There's no simple answer.
Yes, it's a free country, and you can choose (with God's help) what kind of person you will be, and therefore what people can truthfully say about you.
No, it's a free country, and people can say most anything they want (within limits), including about other people, especially (but unfortunately not necessarily) if it happens to be true. Court records are littered with cases where a person was denied the right to choose his own name.
The case in point is one line from my review of Mary Eberstadt's Loser Letters which one reader took exception to:
Good Darwinism approves of racial genocide (eugenics)He had three numbered objections, the first and most vigorously argued being the label "Darwinism".
In American law, I did not apply the label to him, so he has no standing. In Christian ethics, the strong are morally obligated to defend the weak, but since he apparently considers himself to be one of the class of people to whom the label applies, he could be either strong or weak, but not both.
If the label were to misrepresent the people to whom it is explicitly applied, it would be wrong on the basis of libel. However, the term is both accurate and not applied to any specific persons.
:::::
=== The tasks ===
[1] In the text about labels, which label did the reader argue against first and most vigorously?
[2] Continue the text about labels and the right to choose one's name, starting right after its final sentence.

=== Data lines ===
:::::
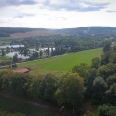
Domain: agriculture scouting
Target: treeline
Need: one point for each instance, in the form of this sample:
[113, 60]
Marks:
[6, 31]
[66, 90]
[100, 80]
[72, 43]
:::::
=== Task results ===
[1] The label "Darwinism."

[2]
His sole objection lies in the fact that the people to whom it might apply prefer to call themselves "evolutionists".
The problem with that, and the reason I instead use the name of their
patron saint, is that the defenders of that religion do so on the basis
of slippery or ambiguous definitions. Many arguments are won by redefining
a term with a common understanding to have some other, significantly different
definition, then (partway through the debate) switching back to the common
sense unannounced, so it looks like you are still referring to the same
thing, when you are not. It is this dishonest relabelling that offends
me, and I refuse to continue using the ambiguous word at all.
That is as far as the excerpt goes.